Task: Please set out as a numbered list the lines of the records that begin with the line containing "Query: **road**" and run through the line containing "POLYGON ((73 7, 65", omitting any blank lines.

## Start Information supplied

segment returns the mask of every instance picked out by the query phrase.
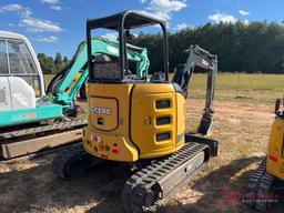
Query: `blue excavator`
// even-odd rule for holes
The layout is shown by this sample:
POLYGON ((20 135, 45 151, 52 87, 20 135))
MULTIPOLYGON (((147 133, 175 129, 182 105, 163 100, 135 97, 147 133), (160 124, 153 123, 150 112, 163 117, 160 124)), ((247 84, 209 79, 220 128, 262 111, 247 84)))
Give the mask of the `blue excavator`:
MULTIPOLYGON (((92 38, 92 54, 119 60, 119 42, 92 38)), ((148 75, 148 50, 126 45, 134 79, 148 75)), ((88 80, 87 44, 81 42, 69 65, 44 90, 44 78, 29 40, 0 31, 0 156, 17 158, 81 141, 87 121, 77 116, 75 97, 88 80), (80 73, 80 74, 79 74, 80 73), (79 79, 77 79, 79 74, 79 79)))

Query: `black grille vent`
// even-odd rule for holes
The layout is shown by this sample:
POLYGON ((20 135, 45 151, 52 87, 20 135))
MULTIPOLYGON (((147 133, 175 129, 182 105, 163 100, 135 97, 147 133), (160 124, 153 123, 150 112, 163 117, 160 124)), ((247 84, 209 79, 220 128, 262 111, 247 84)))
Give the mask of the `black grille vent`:
POLYGON ((155 121, 156 125, 165 125, 171 123, 171 118, 170 116, 161 116, 156 118, 155 121))
POLYGON ((155 135, 156 141, 165 141, 171 139, 171 132, 160 133, 155 135))
POLYGON ((155 109, 169 109, 170 106, 170 100, 161 100, 155 102, 155 109))

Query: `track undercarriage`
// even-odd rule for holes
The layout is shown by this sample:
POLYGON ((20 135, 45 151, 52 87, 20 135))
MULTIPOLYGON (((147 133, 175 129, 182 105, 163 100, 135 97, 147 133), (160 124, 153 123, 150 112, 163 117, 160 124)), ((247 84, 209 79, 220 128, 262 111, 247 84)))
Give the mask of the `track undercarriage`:
MULTIPOLYGON (((132 212, 156 212, 160 202, 192 178, 211 155, 217 155, 217 141, 185 135, 185 145, 176 153, 135 162, 124 183, 121 200, 132 212)), ((63 179, 81 175, 103 160, 89 155, 82 146, 58 155, 53 169, 63 179)))
POLYGON ((58 121, 44 125, 17 126, 0 132, 0 158, 12 159, 80 142, 87 121, 58 121))

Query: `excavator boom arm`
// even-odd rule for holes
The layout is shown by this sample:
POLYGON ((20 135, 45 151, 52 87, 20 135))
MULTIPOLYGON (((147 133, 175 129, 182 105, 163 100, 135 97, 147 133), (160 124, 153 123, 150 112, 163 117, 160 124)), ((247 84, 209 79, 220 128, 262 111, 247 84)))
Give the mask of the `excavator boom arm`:
MULTIPOLYGON (((92 39, 92 54, 108 54, 114 58, 119 58, 119 42, 115 40, 109 40, 105 38, 93 38, 92 39)), ((126 45, 128 49, 128 59, 130 61, 136 62, 136 77, 144 78, 148 74, 148 69, 150 61, 148 59, 148 51, 145 48, 139 48, 131 44, 126 45)), ((52 93, 53 101, 65 106, 65 109, 73 109, 73 100, 77 92, 80 90, 81 85, 88 79, 88 69, 87 69, 87 44, 83 41, 73 57, 70 65, 55 77, 49 88, 48 93, 52 93), (82 71, 81 77, 75 82, 75 85, 72 87, 71 91, 68 91, 72 82, 75 79, 75 75, 82 71)))
POLYGON ((217 57, 211 54, 199 45, 192 45, 183 52, 172 82, 179 84, 184 92, 184 95, 187 97, 187 85, 195 68, 200 68, 207 72, 205 108, 197 133, 209 134, 213 122, 212 114, 215 75, 217 73, 217 57))

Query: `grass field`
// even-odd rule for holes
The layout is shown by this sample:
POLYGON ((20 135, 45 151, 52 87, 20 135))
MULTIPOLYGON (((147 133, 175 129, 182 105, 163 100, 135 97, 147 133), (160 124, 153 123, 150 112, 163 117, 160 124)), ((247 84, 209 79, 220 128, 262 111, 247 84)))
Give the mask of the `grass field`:
MULTIPOLYGON (((283 83, 284 75, 219 74, 211 138, 220 142, 220 156, 171 196, 161 212, 252 212, 242 197, 248 178, 265 155, 273 102, 282 97, 283 83)), ((195 74, 190 85, 192 99, 186 101, 189 131, 197 126, 204 91, 205 75, 195 74)), ((0 212, 128 212, 120 204, 123 179, 116 168, 62 181, 51 168, 54 155, 0 163, 0 212)))
MULTIPOLYGON (((190 83, 190 95, 204 95, 206 77, 194 74, 190 83)), ((216 77, 215 99, 243 100, 251 102, 274 102, 282 98, 284 75, 281 74, 245 74, 219 73, 216 77)))

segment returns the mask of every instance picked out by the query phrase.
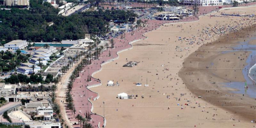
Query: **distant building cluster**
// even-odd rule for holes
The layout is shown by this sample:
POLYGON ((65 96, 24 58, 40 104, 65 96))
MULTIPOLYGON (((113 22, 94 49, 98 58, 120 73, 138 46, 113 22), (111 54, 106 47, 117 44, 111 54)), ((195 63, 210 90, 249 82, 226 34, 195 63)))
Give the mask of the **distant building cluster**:
POLYGON ((5 6, 28 6, 29 0, 5 0, 4 3, 5 6))

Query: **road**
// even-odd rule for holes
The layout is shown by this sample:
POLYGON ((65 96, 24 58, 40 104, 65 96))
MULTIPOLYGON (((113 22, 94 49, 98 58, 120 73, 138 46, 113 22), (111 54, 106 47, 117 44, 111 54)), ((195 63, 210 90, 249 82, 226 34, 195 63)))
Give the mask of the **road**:
POLYGON ((0 107, 0 115, 8 110, 20 106, 21 104, 20 102, 11 102, 8 104, 0 107))
POLYGON ((73 7, 65 12, 62 14, 63 16, 70 16, 74 14, 77 13, 79 12, 81 12, 86 10, 87 9, 89 9, 91 4, 78 5, 73 7))

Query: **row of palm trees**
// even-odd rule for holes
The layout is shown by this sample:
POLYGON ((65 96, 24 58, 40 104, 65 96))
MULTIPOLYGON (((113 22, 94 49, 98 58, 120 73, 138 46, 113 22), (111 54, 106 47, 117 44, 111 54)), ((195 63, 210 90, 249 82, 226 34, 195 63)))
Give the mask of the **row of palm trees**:
MULTIPOLYGON (((111 47, 113 48, 114 47, 115 42, 113 39, 110 40, 111 44, 111 47)), ((62 72, 62 75, 63 74, 66 72, 72 67, 73 66, 73 63, 76 61, 78 62, 80 59, 82 61, 78 64, 72 72, 72 74, 69 77, 69 81, 68 84, 68 90, 66 93, 66 101, 67 103, 66 104, 67 108, 70 110, 74 117, 77 119, 78 124, 80 124, 81 128, 93 128, 92 124, 88 123, 88 121, 91 119, 91 116, 89 113, 86 113, 85 117, 83 117, 82 116, 78 114, 76 115, 76 110, 75 107, 73 99, 71 92, 73 88, 74 83, 75 81, 76 77, 79 77, 79 73, 82 71, 85 67, 86 67, 92 63, 92 59, 96 60, 99 59, 101 53, 103 52, 103 50, 105 46, 108 50, 108 44, 106 43, 104 46, 101 45, 99 46, 99 44, 100 43, 99 40, 95 42, 94 44, 88 46, 88 50, 86 52, 80 51, 79 53, 77 52, 76 55, 74 57, 70 57, 67 66, 63 67, 61 69, 62 72), (87 115, 88 114, 88 115, 87 115), (82 126, 82 125, 83 125, 82 126)), ((91 76, 88 75, 88 78, 87 81, 90 81, 91 79, 91 76)), ((66 126, 66 127, 67 126, 66 126)))
MULTIPOLYGON (((89 52, 91 52, 91 51, 92 50, 92 47, 89 48, 89 52)), ((95 49, 97 49, 97 48, 95 49)), ((95 53, 95 52, 94 52, 95 53)), ((84 66, 86 66, 90 64, 91 62, 90 61, 89 61, 89 60, 91 60, 91 58, 92 57, 92 55, 92 55, 91 54, 87 54, 86 56, 87 58, 84 58, 83 56, 85 56, 85 55, 86 54, 85 52, 81 51, 80 53, 77 53, 76 57, 75 57, 75 59, 73 60, 76 60, 78 62, 80 59, 82 59, 82 60, 79 63, 77 66, 75 68, 75 69, 72 72, 71 75, 69 77, 69 82, 68 84, 68 90, 67 93, 66 93, 66 101, 67 103, 67 108, 71 110, 71 112, 72 115, 74 116, 74 118, 75 118, 75 116, 76 115, 76 110, 75 107, 75 104, 74 103, 74 100, 73 99, 72 96, 71 94, 71 92, 72 90, 72 88, 73 87, 74 83, 76 80, 76 77, 79 77, 79 73, 82 71, 83 69, 84 66)), ((99 53, 96 53, 96 55, 98 55, 99 53)), ((67 66, 68 67, 68 66, 67 66)), ((66 67, 66 68, 63 68, 63 71, 67 71, 69 69, 68 68, 66 67)), ((78 120, 78 124, 80 124, 80 127, 81 128, 92 128, 94 127, 92 125, 88 122, 88 121, 90 119, 90 116, 87 116, 86 115, 85 117, 83 117, 82 116, 78 114, 76 115, 76 116, 75 118, 77 119, 78 120)))
POLYGON ((57 85, 60 80, 60 76, 58 75, 54 78, 53 80, 54 84, 53 84, 51 87, 51 90, 52 91, 52 95, 51 96, 51 100, 50 104, 52 105, 53 112, 55 113, 56 117, 58 118, 60 121, 61 125, 63 125, 65 120, 62 118, 62 115, 60 114, 60 105, 57 102, 56 94, 55 93, 58 89, 57 85))

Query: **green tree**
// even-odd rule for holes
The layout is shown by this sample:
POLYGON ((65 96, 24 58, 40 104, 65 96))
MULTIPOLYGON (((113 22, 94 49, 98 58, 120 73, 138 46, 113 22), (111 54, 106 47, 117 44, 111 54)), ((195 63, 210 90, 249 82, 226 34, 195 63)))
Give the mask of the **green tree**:
POLYGON ((44 66, 43 64, 43 63, 41 62, 39 62, 39 64, 37 65, 37 66, 40 67, 40 71, 42 71, 42 67, 44 66))

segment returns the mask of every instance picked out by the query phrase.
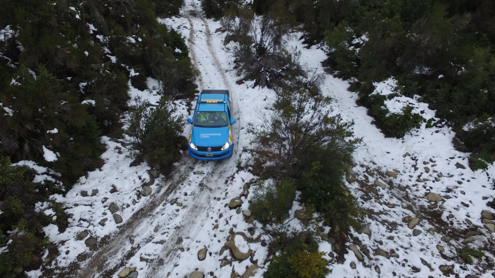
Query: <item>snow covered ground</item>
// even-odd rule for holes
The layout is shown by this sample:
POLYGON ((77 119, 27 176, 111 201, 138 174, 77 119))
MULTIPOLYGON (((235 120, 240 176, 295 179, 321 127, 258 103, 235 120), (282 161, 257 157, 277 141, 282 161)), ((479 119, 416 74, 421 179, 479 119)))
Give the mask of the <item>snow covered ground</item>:
MULTIPOLYGON (((237 165, 248 156, 243 149, 250 144, 249 128, 259 124, 259 113, 268 111, 274 93, 252 89, 250 83, 236 84, 234 59, 223 46, 226 34, 215 32, 219 22, 198 15, 202 13, 199 1, 186 2, 181 16, 160 22, 188 38, 190 55, 201 73, 200 89, 232 92, 238 119, 234 127, 236 151, 222 162, 198 161, 184 153, 174 175, 168 179, 158 178, 150 186, 151 194, 144 196, 140 193, 142 184, 150 179, 149 167, 146 164, 130 166, 129 151, 102 138, 107 151, 102 156, 105 164, 101 170, 82 178, 65 197, 55 196, 71 204, 68 212, 72 218, 64 232, 58 233, 56 226, 47 229, 50 238, 58 243, 60 253, 49 266, 59 270, 52 277, 118 277, 120 274, 135 278, 135 275, 182 278, 198 271, 227 278, 234 272, 243 276, 253 270, 253 265, 261 268, 253 277, 263 276, 267 249, 260 242, 247 241, 242 234, 234 237, 241 253, 252 250, 249 259, 234 260, 228 249, 234 233, 243 232, 251 238, 260 236, 252 227, 259 224, 248 224, 252 219, 244 213, 248 207, 246 191, 255 177, 239 171, 237 165), (240 198, 231 201, 236 197, 240 198), (115 214, 121 223, 116 223, 120 220, 115 214), (79 266, 71 269, 77 262, 79 266)), ((298 38, 301 34, 296 35, 298 38)), ((297 46, 310 69, 323 72, 320 63, 326 56, 322 50, 304 48, 297 39, 289 46, 297 46)), ((378 85, 389 89, 393 86, 390 82, 378 85)), ((364 222, 370 232, 351 231, 348 244, 356 246, 355 251, 348 250, 345 260, 333 261, 328 277, 440 277, 451 272, 463 278, 491 276, 493 259, 475 259, 469 265, 458 262, 456 254, 465 246, 492 248, 494 234, 487 229, 491 227, 485 228, 491 220, 482 222, 481 214, 485 210, 495 212, 487 205, 494 196, 495 167, 471 171, 469 154, 454 149, 454 134, 446 127, 426 128, 423 125, 402 139, 385 138, 371 124, 366 108, 356 104, 357 95, 348 92, 348 87, 347 82, 326 75, 322 89, 334 98, 334 112, 353 119, 355 136, 363 138, 354 155, 357 180, 346 183, 368 212, 364 222), (427 195, 429 200, 425 197, 428 193, 434 193, 427 195)), ((155 91, 133 89, 131 93, 151 102, 159 97, 155 91)), ((424 103, 408 101, 434 117, 435 112, 424 103)), ((185 103, 177 104, 185 118, 185 103)), ((185 136, 189 128, 185 126, 185 136)), ((295 202, 291 213, 299 208, 295 202)), ((484 215, 493 218, 490 213, 484 215)), ((326 232, 329 230, 325 227, 326 232)), ((320 246, 330 260, 335 258, 331 253, 335 255, 336 251, 347 248, 332 242, 330 239, 320 246)), ((30 274, 42 275, 40 271, 30 274)))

## End Information supplied

Answer:
1. Query: **road**
2. // even-odd rule for holes
3. The layout is shown by this sample:
4. POLYGON ((65 96, 24 58, 40 104, 65 96))
5. MULTIPOLYGON (((113 22, 94 49, 98 58, 120 73, 138 46, 113 22), (111 54, 106 47, 117 44, 111 54)), ((195 63, 210 90, 249 82, 226 34, 195 63)))
6. Give the mask of the **road**:
7. POLYGON ((0 107, 0 115, 8 110, 20 106, 21 104, 20 102, 11 102, 8 104, 0 107))
8. POLYGON ((73 7, 65 12, 62 14, 63 16, 70 16, 74 14, 77 13, 79 12, 81 12, 86 10, 87 9, 89 9, 91 4, 78 5, 73 7))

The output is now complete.